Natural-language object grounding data
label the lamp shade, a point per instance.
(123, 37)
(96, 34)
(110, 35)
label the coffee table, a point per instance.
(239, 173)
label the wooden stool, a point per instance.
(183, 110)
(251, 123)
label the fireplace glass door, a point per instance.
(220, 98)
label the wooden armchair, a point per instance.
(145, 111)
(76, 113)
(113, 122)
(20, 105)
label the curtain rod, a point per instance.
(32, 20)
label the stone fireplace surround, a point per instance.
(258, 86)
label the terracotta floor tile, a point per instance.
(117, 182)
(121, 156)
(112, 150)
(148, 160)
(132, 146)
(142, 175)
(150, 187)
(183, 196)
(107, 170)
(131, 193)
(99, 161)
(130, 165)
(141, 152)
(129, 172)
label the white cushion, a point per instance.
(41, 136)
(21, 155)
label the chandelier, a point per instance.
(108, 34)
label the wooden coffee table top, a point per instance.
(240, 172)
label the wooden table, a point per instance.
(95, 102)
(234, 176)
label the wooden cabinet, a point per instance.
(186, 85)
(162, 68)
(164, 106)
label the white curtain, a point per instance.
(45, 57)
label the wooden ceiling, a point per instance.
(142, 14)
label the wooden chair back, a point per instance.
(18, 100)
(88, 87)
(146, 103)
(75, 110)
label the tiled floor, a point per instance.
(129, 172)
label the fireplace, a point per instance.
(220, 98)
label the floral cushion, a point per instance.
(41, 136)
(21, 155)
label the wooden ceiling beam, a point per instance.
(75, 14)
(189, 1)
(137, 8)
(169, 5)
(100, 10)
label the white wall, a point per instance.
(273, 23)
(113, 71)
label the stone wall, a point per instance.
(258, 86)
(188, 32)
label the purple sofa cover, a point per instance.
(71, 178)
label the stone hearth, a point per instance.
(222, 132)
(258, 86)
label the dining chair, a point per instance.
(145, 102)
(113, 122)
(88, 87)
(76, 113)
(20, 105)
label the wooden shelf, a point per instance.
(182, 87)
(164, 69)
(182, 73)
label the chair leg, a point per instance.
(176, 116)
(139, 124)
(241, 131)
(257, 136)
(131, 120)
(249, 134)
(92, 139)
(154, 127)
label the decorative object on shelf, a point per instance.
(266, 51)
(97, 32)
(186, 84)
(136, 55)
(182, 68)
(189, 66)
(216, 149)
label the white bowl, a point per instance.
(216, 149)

→ **REQUIREMENT**
Give back the data above, repeating every record exactly.

→ **REPLY**
label the lamp shade, a point per instance.
(123, 37)
(96, 34)
(110, 35)
label the coffee table, a point per instance.
(239, 173)
label the wooden stool, a point per instance.
(183, 110)
(251, 123)
label the fireplace glass door, a point per instance.
(220, 98)
label the wooden armchair, a point per instance.
(145, 111)
(76, 113)
(113, 122)
(20, 105)
label the curtain rod, a point per instance.
(32, 20)
label the stone fireplace surround, a point per instance.
(258, 86)
label the terracotta floor tile, a point per instance.
(117, 182)
(121, 156)
(112, 150)
(148, 160)
(132, 146)
(142, 175)
(150, 187)
(183, 196)
(107, 170)
(131, 193)
(99, 161)
(130, 165)
(141, 152)
(129, 172)
label the white cushion, a point per instance.
(41, 136)
(21, 155)
label the chandelier, a point per instance.
(108, 34)
label the wooden coffee table top, a point per instance.
(240, 172)
label the wooden table, a point per instance.
(95, 102)
(234, 176)
label the wooden cabinet, a point per instance.
(186, 85)
(162, 68)
(164, 106)
label the white curtain, a point per instance.
(45, 57)
label the wooden ceiling, a point per instance.
(142, 14)
label the wooden chair back, a point per instance.
(18, 100)
(88, 87)
(146, 103)
(75, 110)
label the tiled floor, a point per instance.
(129, 172)
label the fireplace, a point per instance.
(220, 98)
label the floral cushion, a point per instance.
(41, 136)
(21, 155)
label the wooden ceiling beam, a point per instance.
(75, 14)
(189, 1)
(137, 8)
(169, 5)
(100, 10)
label the white wall, a point per instance.
(273, 23)
(113, 71)
label the stone wall, a point per instance.
(258, 86)
(188, 32)
label the purple sofa cover, a point per instance.
(71, 178)
label the stone hearth, a point per instance.
(222, 132)
(258, 86)
label the dining chair, a point per instance.
(145, 102)
(113, 122)
(88, 87)
(76, 113)
(20, 105)
label the wooden shelf, a point per instance.
(182, 87)
(164, 69)
(182, 73)
label the chair leg, a point per instance.
(176, 116)
(139, 124)
(241, 131)
(257, 136)
(131, 120)
(249, 134)
(92, 139)
(154, 127)
label the decorative object on shelf, a point per instance.
(266, 51)
(97, 32)
(186, 84)
(136, 55)
(182, 68)
(189, 66)
(216, 149)
label the white bowl, a point per instance.
(216, 149)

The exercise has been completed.